Items listed in a dataset:
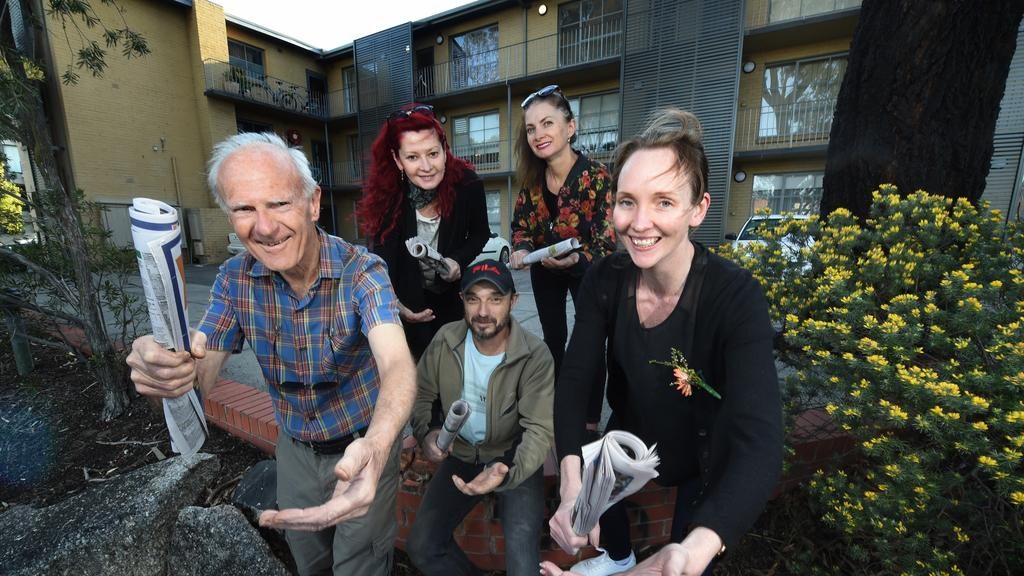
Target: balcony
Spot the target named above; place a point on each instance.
(341, 173)
(769, 12)
(240, 85)
(805, 124)
(485, 157)
(521, 59)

WHAT TO DO: Only the line containing "Spot the target" and the lines after it, through the end of the data, should be copied, exactly as they are.

TASK OUTPUT:
Spot the target named above; place a point on each instance.
(341, 173)
(769, 12)
(240, 85)
(805, 124)
(485, 157)
(521, 59)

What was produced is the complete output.